=== MATERIALS PROVIDED ===
==========
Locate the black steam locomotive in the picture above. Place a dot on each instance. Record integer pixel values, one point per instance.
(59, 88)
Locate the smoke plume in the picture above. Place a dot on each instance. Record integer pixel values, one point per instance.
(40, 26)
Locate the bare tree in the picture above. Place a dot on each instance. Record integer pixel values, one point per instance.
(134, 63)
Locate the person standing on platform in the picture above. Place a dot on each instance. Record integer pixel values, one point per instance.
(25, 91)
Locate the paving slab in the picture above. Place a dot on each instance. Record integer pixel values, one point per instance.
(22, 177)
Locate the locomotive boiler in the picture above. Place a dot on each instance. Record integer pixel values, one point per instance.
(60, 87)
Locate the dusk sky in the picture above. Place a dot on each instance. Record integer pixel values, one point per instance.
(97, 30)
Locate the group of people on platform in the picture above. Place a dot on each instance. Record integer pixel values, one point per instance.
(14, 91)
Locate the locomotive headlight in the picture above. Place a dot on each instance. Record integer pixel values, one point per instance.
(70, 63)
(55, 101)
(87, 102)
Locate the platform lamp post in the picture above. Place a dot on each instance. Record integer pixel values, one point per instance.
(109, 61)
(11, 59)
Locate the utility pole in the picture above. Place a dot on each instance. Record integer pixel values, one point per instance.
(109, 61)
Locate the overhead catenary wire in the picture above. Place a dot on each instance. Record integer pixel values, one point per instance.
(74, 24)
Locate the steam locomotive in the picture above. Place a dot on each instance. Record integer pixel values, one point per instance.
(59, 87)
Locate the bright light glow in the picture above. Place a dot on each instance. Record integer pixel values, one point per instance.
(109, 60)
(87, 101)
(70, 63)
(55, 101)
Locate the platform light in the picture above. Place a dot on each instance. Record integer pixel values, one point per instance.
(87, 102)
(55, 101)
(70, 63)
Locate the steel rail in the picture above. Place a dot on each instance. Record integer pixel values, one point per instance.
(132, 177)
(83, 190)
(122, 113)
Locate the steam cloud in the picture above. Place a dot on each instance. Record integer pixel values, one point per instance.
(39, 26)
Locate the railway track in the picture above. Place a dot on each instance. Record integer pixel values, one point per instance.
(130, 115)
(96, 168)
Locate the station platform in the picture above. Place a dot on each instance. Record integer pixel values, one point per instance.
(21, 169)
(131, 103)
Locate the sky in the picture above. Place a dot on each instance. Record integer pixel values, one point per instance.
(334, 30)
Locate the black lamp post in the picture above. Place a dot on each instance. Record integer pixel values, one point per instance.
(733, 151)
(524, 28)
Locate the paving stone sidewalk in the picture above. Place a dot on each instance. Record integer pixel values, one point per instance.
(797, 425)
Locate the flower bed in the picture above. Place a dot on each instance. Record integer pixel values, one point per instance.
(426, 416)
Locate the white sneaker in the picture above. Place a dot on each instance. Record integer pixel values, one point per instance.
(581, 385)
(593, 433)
==========
Copy the records word for word, from the line containing "Locate the railway" up to and including the last line of the records.

=== WRITTEN RESPONSE ===
Locate the railway track in the picture above. Place a dot on each instance. Record integer pixel values, one point per instance.
(130, 115)
(96, 168)
Locate the station platform in the picture above. Place a dot on each instance. Record integer pixel values, one point per instance.
(21, 169)
(131, 103)
Locate the sky in the picture above. Place a dot on each instance. Record integer pixel values, one point per instance.
(334, 30)
Locate the black lamp post in the picture above. Place a dot on each instance. Record integer pixel values, one point per instance.
(733, 151)
(524, 28)
Locate the paving stone sidewalk in the picture above. Place a dot on each instance. Record integer pixel values, one point per instance.
(797, 425)
Locate the flower bed in the picture above. Place a dot on each instance. Record integer pixel values, one point per instance.
(426, 416)
Locate the white sneaker in the picture above. Place a dot on each instance. Record integer pixel values, one point per instance.
(581, 385)
(593, 433)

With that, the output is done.